PROBLEM STATEMENT -
Beginning with the line that includes "Category: pool coping" and ending with the last line, print the records exactly, leaving every picture out.

Natural-language object grounding data:
────
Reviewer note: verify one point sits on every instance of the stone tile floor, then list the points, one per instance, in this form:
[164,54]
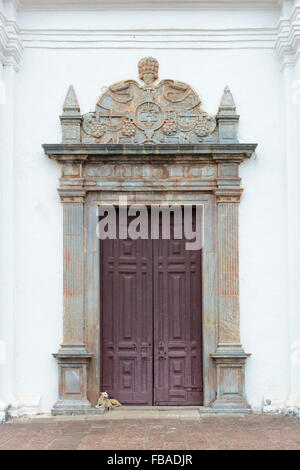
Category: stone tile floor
[179,432]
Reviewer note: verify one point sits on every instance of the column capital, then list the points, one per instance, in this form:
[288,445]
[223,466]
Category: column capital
[72,195]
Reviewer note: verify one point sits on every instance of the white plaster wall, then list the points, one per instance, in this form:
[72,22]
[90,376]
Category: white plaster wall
[256,83]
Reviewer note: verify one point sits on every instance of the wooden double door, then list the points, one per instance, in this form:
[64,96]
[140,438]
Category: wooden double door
[151,329]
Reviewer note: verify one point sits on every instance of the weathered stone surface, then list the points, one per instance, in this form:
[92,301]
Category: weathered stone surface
[156,145]
[167,112]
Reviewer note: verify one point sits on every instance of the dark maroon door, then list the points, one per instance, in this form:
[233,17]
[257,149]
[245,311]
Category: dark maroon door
[127,320]
[151,322]
[177,324]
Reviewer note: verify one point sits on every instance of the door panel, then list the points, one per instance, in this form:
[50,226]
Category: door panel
[177,324]
[126,308]
[151,309]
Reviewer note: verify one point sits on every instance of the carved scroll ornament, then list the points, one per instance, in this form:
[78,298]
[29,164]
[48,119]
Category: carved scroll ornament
[169,112]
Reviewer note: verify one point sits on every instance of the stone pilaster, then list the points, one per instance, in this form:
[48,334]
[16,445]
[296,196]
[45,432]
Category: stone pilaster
[230,357]
[72,357]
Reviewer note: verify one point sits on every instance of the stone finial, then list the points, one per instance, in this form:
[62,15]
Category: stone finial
[71,105]
[71,118]
[227,105]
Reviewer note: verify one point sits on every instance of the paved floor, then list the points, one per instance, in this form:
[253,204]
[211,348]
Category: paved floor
[186,431]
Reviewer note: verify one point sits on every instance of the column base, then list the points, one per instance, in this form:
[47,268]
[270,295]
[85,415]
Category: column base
[72,362]
[230,362]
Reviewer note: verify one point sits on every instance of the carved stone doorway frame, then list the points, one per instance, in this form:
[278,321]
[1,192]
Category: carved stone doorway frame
[193,174]
[154,143]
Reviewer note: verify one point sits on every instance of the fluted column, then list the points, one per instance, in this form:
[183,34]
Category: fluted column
[72,357]
[229,356]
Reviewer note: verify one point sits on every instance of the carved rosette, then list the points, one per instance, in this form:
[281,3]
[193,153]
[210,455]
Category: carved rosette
[167,112]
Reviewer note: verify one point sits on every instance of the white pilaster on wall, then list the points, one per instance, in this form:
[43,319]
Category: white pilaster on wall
[288,50]
[8,66]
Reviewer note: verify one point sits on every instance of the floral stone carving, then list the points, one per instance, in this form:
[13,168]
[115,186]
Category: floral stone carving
[167,112]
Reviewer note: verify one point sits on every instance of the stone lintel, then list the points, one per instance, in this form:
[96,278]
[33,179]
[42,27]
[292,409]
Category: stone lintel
[228,195]
[79,153]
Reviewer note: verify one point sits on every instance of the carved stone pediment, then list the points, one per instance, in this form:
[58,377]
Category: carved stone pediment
[167,112]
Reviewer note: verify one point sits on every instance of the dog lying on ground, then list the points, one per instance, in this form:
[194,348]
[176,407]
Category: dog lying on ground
[105,402]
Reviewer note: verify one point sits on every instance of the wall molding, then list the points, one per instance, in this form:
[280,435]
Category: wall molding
[79,5]
[250,38]
[11,48]
[287,45]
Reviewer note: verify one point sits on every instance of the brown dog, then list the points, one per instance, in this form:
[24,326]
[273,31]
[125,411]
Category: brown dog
[106,402]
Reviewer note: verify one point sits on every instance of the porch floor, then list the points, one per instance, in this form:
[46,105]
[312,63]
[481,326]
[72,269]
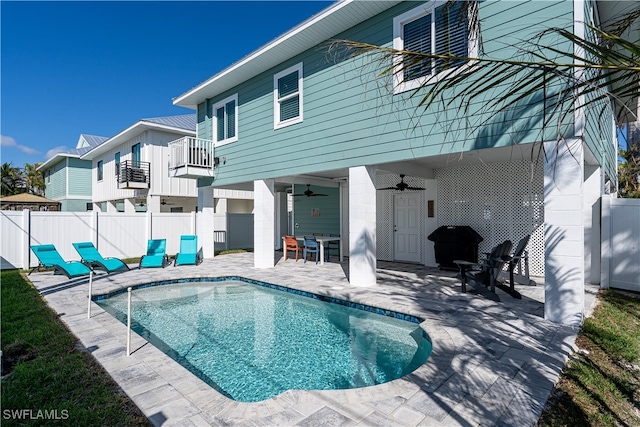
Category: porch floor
[492,363]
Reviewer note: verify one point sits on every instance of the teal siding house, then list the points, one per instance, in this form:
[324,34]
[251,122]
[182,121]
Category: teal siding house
[330,145]
[68,177]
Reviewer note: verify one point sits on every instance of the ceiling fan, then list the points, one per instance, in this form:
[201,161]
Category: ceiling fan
[401,186]
[309,193]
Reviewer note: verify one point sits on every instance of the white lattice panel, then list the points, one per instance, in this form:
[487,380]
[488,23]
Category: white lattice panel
[500,201]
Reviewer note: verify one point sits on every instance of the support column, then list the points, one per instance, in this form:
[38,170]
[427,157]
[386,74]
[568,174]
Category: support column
[264,223]
[564,232]
[362,226]
[153,203]
[129,205]
[205,221]
[593,187]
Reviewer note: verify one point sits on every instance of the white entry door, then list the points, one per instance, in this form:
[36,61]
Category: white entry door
[406,227]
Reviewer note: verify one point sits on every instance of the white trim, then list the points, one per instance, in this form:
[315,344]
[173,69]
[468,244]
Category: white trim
[398,44]
[277,124]
[66,177]
[579,31]
[98,178]
[214,120]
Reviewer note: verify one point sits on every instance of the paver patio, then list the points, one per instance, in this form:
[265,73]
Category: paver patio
[492,363]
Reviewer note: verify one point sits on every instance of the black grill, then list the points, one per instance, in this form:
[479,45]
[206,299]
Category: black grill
[453,242]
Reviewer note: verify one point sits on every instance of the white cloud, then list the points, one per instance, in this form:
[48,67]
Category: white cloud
[7,141]
[56,150]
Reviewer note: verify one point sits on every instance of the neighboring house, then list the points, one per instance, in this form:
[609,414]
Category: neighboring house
[130,171]
[18,202]
[67,177]
[293,116]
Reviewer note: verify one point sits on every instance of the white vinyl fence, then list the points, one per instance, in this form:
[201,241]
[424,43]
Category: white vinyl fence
[621,244]
[118,234]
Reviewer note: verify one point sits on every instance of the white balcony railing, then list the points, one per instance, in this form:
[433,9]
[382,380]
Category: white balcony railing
[191,158]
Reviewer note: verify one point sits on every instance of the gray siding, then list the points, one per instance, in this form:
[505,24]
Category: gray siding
[327,220]
[352,118]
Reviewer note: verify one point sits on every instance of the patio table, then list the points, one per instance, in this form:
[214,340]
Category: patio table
[321,240]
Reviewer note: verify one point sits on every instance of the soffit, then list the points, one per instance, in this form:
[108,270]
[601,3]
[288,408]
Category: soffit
[333,20]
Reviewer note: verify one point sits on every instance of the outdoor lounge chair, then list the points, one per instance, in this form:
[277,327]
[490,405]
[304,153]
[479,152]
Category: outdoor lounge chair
[49,257]
[188,251]
[483,276]
[519,259]
[156,254]
[90,256]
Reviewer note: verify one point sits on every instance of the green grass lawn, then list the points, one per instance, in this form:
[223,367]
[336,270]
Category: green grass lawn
[43,370]
[44,375]
[600,386]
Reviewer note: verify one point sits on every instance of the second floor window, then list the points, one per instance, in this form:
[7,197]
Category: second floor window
[225,120]
[287,96]
[440,28]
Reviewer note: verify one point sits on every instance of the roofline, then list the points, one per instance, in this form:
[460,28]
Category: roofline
[195,96]
[133,130]
[61,155]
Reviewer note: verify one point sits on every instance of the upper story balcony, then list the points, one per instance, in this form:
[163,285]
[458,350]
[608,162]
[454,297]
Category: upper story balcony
[191,158]
[134,175]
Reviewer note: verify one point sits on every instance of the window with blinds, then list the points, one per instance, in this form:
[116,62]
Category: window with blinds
[287,96]
[225,120]
[441,28]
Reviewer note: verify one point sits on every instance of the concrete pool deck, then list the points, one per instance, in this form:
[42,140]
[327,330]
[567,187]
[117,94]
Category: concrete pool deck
[493,364]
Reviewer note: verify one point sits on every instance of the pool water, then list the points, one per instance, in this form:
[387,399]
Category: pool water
[251,342]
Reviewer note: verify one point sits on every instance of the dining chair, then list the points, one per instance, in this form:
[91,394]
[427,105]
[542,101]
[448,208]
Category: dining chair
[291,244]
[332,244]
[310,246]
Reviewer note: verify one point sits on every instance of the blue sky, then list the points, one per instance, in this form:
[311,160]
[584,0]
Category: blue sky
[96,68]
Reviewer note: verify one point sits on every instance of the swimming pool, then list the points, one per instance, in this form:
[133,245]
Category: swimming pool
[253,342]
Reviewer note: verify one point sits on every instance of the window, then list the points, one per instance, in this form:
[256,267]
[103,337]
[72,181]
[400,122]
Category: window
[287,97]
[225,120]
[135,155]
[436,28]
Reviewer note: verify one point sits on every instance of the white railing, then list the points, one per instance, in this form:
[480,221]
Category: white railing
[191,152]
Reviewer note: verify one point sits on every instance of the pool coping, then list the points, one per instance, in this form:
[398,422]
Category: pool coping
[503,378]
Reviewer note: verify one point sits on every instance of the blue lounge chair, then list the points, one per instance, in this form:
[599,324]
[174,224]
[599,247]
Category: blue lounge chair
[49,257]
[90,256]
[156,254]
[188,251]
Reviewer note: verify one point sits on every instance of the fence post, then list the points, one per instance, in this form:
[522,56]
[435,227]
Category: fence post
[94,231]
[149,226]
[90,291]
[129,321]
[26,241]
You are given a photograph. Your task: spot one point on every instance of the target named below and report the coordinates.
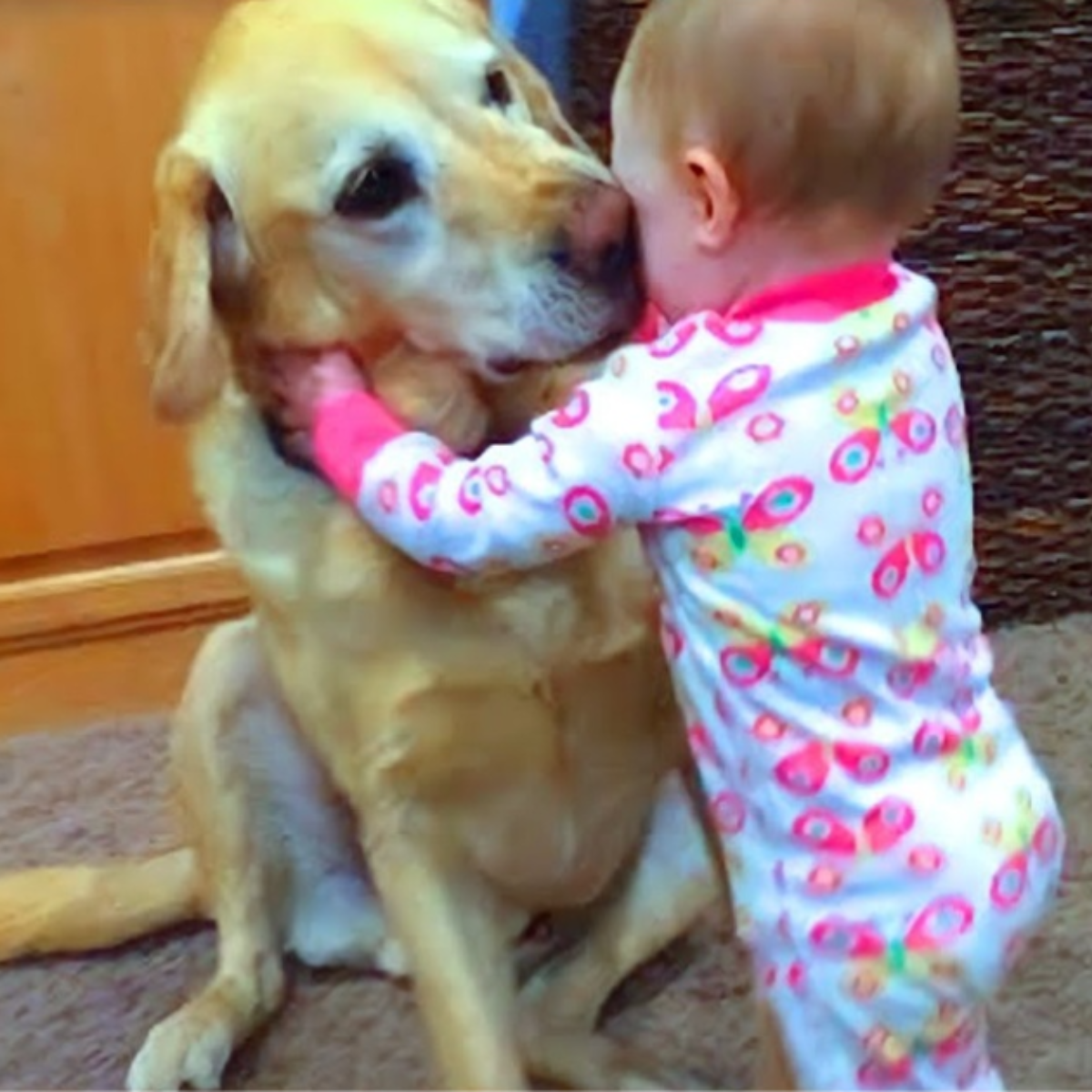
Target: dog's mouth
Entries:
(503, 369)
────
REPLY -
Category: pool coping
[503,378]
Reviewer note: verify one point sits on every instance of the blue lounge chair, then list the points, one per instance, in this form:
[599,324]
[174,224]
[599,247]
Category: blue lounge chair
[49,257]
[90,256]
[156,254]
[188,251]
Reviewer note: verify one point sits on every instance of the fence post, then list the points, one per instance, in this form:
[522,56]
[435,227]
Category: fence post
[94,231]
[149,226]
[90,291]
[129,321]
[26,241]
You are given a photograph. Your task: spot one point on every instance of the target named below and report the coordinates.
Target: dog's mouth
Entries:
(503, 369)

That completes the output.